> **Text block**:
It was a well-made track and marked by yellow painted circles. We followed its steps up and up through deciduous woods full of cuckoo song, which I hear almost daily below 3000m, and then into the hemlock and firs. There were small streams here and there crossing the path, and the tree canopy gave us shade from the warming sun. Up ahead I heard the dull clunk of large cow bells and soon came across a herder taking his 20 odd chauri cow/yak crosses and 15 goats up to his kharka. There were about 10 calves, some of which looked very bewildered to be in the forest. They all arrived at the kharka the same time as I did. There were already five or six families there. He went to his seasonal simple herders shed where he would spend the summer.
I passed through the grazing animals, barking dogs and friendly herders who were spread across the meadow and then entered a fire burnt area beyond it. I guess it was about 100 acres of dead burnt silver firs, some of which had been very old with two metre boles. I would like to be charitable and blame it on lightning, but I suspect some 10 years ago these herders set fire to the forest to increase the grazing area. Above the kharka the path pretty much merged with the road for a good few km as it climbed through the burnt area. It then reached a defunct and abandoned kharka with collapsed shelters and here the path continued NW with the road veered SW at a hairpin.

> **Recorded information**:
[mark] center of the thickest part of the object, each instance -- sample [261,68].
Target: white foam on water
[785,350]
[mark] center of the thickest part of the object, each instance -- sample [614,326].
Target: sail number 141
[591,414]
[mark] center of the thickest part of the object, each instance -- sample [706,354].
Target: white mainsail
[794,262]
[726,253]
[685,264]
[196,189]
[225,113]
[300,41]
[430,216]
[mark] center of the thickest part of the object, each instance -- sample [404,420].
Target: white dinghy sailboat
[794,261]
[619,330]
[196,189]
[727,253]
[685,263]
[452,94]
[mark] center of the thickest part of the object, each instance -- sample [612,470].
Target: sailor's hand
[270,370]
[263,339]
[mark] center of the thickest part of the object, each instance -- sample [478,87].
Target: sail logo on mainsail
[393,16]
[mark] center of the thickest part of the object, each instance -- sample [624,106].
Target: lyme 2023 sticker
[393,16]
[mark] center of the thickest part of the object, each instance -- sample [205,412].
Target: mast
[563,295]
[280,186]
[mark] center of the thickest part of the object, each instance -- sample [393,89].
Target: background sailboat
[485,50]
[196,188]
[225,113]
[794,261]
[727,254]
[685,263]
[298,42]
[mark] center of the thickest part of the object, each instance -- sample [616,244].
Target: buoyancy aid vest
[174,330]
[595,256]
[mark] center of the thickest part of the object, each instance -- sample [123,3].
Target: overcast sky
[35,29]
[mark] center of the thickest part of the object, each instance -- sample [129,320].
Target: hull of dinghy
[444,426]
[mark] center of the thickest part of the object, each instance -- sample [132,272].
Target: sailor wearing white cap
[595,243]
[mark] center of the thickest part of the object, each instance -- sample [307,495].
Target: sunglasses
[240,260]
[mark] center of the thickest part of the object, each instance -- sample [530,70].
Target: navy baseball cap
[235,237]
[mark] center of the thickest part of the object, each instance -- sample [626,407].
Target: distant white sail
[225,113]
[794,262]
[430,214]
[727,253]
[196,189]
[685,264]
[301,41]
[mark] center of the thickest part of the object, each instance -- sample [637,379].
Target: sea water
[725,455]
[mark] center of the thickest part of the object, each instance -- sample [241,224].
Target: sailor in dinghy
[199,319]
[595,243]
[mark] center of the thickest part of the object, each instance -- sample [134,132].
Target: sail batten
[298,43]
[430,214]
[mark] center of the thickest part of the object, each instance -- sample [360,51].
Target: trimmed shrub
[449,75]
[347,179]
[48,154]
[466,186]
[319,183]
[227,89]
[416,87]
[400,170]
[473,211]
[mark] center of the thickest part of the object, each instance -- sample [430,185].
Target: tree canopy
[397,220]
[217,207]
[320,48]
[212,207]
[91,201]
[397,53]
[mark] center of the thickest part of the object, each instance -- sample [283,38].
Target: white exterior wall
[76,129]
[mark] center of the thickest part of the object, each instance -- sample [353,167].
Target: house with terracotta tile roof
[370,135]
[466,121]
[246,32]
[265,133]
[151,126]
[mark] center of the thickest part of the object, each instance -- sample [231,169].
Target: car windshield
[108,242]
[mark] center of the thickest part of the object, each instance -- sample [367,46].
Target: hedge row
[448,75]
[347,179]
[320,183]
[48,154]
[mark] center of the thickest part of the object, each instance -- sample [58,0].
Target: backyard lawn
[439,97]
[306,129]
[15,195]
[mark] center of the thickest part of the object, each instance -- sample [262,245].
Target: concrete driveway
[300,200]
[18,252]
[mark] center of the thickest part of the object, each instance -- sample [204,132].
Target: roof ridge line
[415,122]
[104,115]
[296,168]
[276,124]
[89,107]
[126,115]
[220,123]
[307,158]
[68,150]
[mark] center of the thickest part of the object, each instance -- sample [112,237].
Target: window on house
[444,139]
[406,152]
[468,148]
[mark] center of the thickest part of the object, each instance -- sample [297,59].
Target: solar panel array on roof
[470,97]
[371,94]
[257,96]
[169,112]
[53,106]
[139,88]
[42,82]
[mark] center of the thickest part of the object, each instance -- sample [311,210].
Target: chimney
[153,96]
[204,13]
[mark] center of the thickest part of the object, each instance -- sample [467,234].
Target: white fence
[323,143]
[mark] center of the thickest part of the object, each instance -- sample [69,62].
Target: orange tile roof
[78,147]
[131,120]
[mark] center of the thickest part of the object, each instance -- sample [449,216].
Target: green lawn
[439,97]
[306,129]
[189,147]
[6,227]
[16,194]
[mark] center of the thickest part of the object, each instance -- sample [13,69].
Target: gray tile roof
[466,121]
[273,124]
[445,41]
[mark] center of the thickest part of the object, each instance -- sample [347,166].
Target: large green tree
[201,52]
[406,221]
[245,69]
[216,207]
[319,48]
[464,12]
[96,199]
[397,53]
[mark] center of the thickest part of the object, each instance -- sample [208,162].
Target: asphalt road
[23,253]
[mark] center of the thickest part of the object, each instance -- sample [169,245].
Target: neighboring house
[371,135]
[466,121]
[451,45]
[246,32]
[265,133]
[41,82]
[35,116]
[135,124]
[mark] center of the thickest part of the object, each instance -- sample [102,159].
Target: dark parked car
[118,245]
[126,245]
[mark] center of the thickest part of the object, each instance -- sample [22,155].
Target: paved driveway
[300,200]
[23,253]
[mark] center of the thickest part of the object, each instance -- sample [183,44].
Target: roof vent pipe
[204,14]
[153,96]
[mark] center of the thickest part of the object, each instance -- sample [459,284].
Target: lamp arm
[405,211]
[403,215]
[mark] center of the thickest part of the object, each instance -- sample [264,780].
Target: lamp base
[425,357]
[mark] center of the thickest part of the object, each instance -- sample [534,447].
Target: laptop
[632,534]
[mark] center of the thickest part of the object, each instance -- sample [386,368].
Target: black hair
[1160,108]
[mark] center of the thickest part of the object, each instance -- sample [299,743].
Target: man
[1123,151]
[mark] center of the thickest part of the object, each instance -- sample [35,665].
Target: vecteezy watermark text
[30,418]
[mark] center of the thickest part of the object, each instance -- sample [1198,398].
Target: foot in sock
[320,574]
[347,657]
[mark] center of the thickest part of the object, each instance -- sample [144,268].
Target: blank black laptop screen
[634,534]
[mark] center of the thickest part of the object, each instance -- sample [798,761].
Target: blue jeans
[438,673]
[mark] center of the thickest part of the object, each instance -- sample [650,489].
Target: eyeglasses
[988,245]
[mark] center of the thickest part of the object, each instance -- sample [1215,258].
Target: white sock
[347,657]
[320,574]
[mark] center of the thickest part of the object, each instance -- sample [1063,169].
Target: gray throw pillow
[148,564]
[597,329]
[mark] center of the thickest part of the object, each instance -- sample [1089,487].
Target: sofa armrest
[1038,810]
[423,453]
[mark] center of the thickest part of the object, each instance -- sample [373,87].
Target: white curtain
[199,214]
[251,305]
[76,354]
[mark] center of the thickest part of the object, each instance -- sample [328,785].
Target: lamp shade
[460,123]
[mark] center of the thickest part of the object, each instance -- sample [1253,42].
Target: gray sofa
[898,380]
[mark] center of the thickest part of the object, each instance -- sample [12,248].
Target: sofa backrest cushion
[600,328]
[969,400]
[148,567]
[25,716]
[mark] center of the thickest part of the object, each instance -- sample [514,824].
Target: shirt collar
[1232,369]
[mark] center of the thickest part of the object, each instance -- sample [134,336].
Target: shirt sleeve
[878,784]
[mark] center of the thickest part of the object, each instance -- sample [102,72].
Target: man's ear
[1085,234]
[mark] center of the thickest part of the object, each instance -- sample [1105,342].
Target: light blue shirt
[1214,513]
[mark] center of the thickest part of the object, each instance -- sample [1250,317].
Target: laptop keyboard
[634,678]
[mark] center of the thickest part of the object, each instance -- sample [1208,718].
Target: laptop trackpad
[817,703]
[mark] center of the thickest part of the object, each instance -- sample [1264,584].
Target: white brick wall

> **The exercise**: Please write out, word for word, the part of the hiking account that opens with the words containing "I passed through" and closes with "at a hairpin.". The entries have no connection to the hiking account.

> **Final result**:
I passed through the grazing animals, barking dogs and friendly herders who were spread across the meadow and then entered a fire burnt area beyond it. I guess it was about 100 acres of dead burnt silver firs, some of which had been very old with two metre boles. I would like to be charitable and blame it on lightning, but I suspect some 10 years ago these herders set fire to the forest to increase the grazing area. Above the kharka the path pretty much merged with the road for a good few km as it climbed through the burnt area. It then reached a defunct and abandoned kharka with collapsed shelters and here the path continued NW with the road veered SW at a hairpin.